EXERCISE ▸ Retype the lines below with no changes at all, keeping every line in order.

Bounding box annotation lines
--- begin ---

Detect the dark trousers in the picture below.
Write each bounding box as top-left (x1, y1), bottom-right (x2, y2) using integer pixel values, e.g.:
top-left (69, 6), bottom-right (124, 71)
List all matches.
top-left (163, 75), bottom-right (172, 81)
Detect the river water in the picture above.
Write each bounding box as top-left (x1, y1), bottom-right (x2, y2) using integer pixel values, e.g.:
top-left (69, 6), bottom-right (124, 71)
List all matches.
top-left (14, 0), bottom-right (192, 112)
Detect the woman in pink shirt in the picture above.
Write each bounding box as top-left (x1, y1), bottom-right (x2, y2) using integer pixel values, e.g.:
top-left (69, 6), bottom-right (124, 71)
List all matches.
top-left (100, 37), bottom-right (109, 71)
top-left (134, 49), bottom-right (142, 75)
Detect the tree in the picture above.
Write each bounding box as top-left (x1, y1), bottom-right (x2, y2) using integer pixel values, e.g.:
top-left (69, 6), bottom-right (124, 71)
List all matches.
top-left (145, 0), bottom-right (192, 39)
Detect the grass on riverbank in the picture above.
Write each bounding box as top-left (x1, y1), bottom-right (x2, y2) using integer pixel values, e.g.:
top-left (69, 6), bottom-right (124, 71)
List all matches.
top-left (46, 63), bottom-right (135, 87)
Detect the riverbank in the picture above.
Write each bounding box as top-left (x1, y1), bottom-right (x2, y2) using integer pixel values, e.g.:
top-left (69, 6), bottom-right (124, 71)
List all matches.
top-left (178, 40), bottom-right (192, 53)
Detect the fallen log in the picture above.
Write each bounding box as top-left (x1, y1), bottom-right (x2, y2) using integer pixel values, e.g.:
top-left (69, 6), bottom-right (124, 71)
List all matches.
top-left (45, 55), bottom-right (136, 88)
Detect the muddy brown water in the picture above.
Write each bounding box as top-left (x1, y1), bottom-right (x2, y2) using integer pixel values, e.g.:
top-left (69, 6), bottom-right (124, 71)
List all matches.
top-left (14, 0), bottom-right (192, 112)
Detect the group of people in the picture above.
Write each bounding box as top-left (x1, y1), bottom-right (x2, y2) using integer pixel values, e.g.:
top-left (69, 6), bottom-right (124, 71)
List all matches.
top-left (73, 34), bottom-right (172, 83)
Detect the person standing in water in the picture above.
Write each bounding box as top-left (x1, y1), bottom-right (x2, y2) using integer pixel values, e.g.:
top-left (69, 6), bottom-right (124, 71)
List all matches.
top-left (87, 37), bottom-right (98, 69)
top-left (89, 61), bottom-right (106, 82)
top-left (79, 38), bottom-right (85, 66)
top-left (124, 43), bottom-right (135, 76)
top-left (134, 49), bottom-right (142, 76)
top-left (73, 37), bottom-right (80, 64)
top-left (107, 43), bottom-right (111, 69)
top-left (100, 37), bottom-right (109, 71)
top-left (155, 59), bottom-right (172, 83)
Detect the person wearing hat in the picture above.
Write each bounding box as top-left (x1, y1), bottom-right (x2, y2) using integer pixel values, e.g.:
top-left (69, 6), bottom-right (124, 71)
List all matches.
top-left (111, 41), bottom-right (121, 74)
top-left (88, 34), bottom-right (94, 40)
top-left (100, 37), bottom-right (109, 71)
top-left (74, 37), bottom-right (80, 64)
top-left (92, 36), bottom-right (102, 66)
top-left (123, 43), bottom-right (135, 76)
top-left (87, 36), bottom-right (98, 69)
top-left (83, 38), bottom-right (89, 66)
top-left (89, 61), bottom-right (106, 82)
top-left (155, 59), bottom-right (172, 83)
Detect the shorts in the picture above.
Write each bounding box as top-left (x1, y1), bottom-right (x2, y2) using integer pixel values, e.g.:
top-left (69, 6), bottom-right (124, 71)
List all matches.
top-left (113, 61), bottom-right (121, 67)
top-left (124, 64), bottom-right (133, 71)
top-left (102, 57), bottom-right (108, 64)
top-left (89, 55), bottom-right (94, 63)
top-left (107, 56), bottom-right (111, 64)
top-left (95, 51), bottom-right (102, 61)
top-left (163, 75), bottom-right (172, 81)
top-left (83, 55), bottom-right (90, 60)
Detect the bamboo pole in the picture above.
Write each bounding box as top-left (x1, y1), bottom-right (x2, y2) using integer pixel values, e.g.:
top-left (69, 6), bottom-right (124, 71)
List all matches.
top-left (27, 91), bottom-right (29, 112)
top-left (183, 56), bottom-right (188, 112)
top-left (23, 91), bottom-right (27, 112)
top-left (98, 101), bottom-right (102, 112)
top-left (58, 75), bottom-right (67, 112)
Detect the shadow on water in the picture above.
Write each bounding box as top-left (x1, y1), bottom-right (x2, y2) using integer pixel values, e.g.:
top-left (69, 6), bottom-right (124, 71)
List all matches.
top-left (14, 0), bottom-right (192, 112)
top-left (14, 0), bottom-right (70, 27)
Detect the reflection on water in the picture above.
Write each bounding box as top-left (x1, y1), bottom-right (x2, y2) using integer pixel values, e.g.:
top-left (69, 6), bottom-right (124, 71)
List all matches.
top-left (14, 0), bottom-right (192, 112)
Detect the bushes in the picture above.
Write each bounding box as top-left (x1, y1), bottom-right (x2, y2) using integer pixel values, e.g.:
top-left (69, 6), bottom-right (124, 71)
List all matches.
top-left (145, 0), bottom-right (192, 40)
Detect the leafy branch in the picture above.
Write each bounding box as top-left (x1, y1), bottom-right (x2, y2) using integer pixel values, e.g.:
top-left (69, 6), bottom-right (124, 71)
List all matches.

--- end ---

SOLUTION TO THIS EXERCISE ▸
Detect the dark trousers in the picture below.
Write each bounding box as top-left (x1, y1), bottom-right (x2, y2) using integer pixel values, e.g.:
top-left (69, 6), bottom-right (124, 71)
List all matches.
top-left (163, 75), bottom-right (172, 81)
Detect the river water in the picture above.
Write each bounding box as top-left (x1, y1), bottom-right (x2, y2) using integer pixel values, e.g.:
top-left (69, 6), bottom-right (124, 71)
List all matches.
top-left (14, 0), bottom-right (192, 112)
Detect the woman in pink shirt in the picture above.
Write each bounding box as top-left (x1, y1), bottom-right (x2, y2) using integer pixel values, e.g.:
top-left (69, 6), bottom-right (124, 71)
List all matches.
top-left (100, 37), bottom-right (109, 71)
top-left (134, 49), bottom-right (142, 75)
Detect the tree in the picture above.
Write each bounding box as top-left (x1, y1), bottom-right (x2, y2) using integer pixel values, e.g.:
top-left (69, 6), bottom-right (124, 71)
List all matches.
top-left (145, 0), bottom-right (192, 39)
Detect the grass on riverbank in the picture above.
Write each bounding box as top-left (x1, y1), bottom-right (x2, y2) using integer pixel values, e.g.:
top-left (69, 6), bottom-right (124, 71)
List all matches.
top-left (46, 63), bottom-right (135, 87)
Detect the riverbank in the picture above.
Write each bounding box as top-left (x1, y1), bottom-right (x2, y2) using integer pixel values, e.g.:
top-left (69, 6), bottom-right (124, 71)
List all matches.
top-left (178, 40), bottom-right (192, 53)
Detect the fallen log in the picture above.
Write each bounding box as top-left (x1, y1), bottom-right (x2, y2) using integer pixel values, e.g.:
top-left (69, 6), bottom-right (124, 71)
List all matches.
top-left (45, 55), bottom-right (136, 88)
Detect the muddy brown water in the picture above.
Write each bounding box as top-left (x1, y1), bottom-right (x2, y2) using integer pixel values, e.g.:
top-left (69, 6), bottom-right (124, 71)
List all matches.
top-left (14, 0), bottom-right (192, 112)
Detect the group of people in the picture above.
Write each bounding box as top-left (x1, y1), bottom-right (x2, y2) using integer pixel values, e.g.:
top-left (69, 6), bottom-right (124, 71)
List all matches.
top-left (73, 34), bottom-right (172, 83)
Detect the person standing in water in the picture above.
Write each bounding box as top-left (x1, y1), bottom-right (x2, y2) using integer pixel values, e.g.:
top-left (69, 6), bottom-right (124, 71)
List all matches.
top-left (87, 37), bottom-right (98, 69)
top-left (89, 61), bottom-right (106, 82)
top-left (79, 38), bottom-right (85, 66)
top-left (124, 43), bottom-right (135, 76)
top-left (134, 49), bottom-right (142, 76)
top-left (73, 37), bottom-right (80, 64)
top-left (107, 43), bottom-right (111, 69)
top-left (100, 37), bottom-right (109, 71)
top-left (155, 59), bottom-right (172, 83)
Detect the person wearing hat in the picture above.
Write each bounding box as top-left (x1, y1), bottom-right (x2, y2) using integer pixel values, e.g.:
top-left (69, 6), bottom-right (124, 71)
List all matches.
top-left (111, 41), bottom-right (121, 74)
top-left (88, 34), bottom-right (94, 40)
top-left (100, 37), bottom-right (109, 71)
top-left (74, 37), bottom-right (80, 64)
top-left (92, 36), bottom-right (102, 66)
top-left (123, 43), bottom-right (135, 76)
top-left (87, 36), bottom-right (98, 69)
top-left (83, 38), bottom-right (89, 66)
top-left (89, 61), bottom-right (106, 82)
top-left (155, 59), bottom-right (172, 83)
Detect the shorts in the picture above.
Write each bounding box as top-left (x1, y1), bottom-right (x2, y2) using integer pixel values, e.g.:
top-left (69, 6), bottom-right (124, 71)
List all matches.
top-left (113, 61), bottom-right (121, 67)
top-left (124, 64), bottom-right (133, 71)
top-left (102, 57), bottom-right (108, 64)
top-left (89, 55), bottom-right (94, 63)
top-left (107, 56), bottom-right (111, 64)
top-left (95, 51), bottom-right (102, 61)
top-left (163, 75), bottom-right (172, 81)
top-left (83, 55), bottom-right (90, 60)
Detect the bamboo pole in the picture above.
Write each bounding box as top-left (x1, y1), bottom-right (x2, y2) using integer pixel values, e.g.:
top-left (69, 6), bottom-right (124, 71)
List all matches.
top-left (27, 91), bottom-right (29, 112)
top-left (183, 56), bottom-right (188, 112)
top-left (23, 91), bottom-right (27, 112)
top-left (98, 101), bottom-right (102, 112)
top-left (58, 75), bottom-right (67, 112)
Detect the shadow on water in the picture above.
Write each bounding box as top-left (x1, y1), bottom-right (x2, y2) using integer pixel values, e.g.:
top-left (69, 6), bottom-right (124, 71)
List all matches.
top-left (14, 0), bottom-right (192, 112)
top-left (14, 0), bottom-right (70, 27)
Detect the reflection on water in the picture above.
Write each bounding box as top-left (x1, y1), bottom-right (x2, y2) using integer pixel values, e.g.:
top-left (69, 6), bottom-right (124, 71)
List all matches.
top-left (14, 0), bottom-right (192, 112)
Detect the bushes in the picture above.
Write each bounding box as top-left (x1, y1), bottom-right (x2, y2) using integer pixel values, e.g.:
top-left (69, 6), bottom-right (124, 71)
List all matches.
top-left (145, 0), bottom-right (192, 40)
Detect the leafy branch in the picture above.
Write each bounding box as top-left (x1, y1), bottom-right (x2, y2) using integer pixel values, e.g.:
top-left (69, 6), bottom-right (124, 71)
List all matches.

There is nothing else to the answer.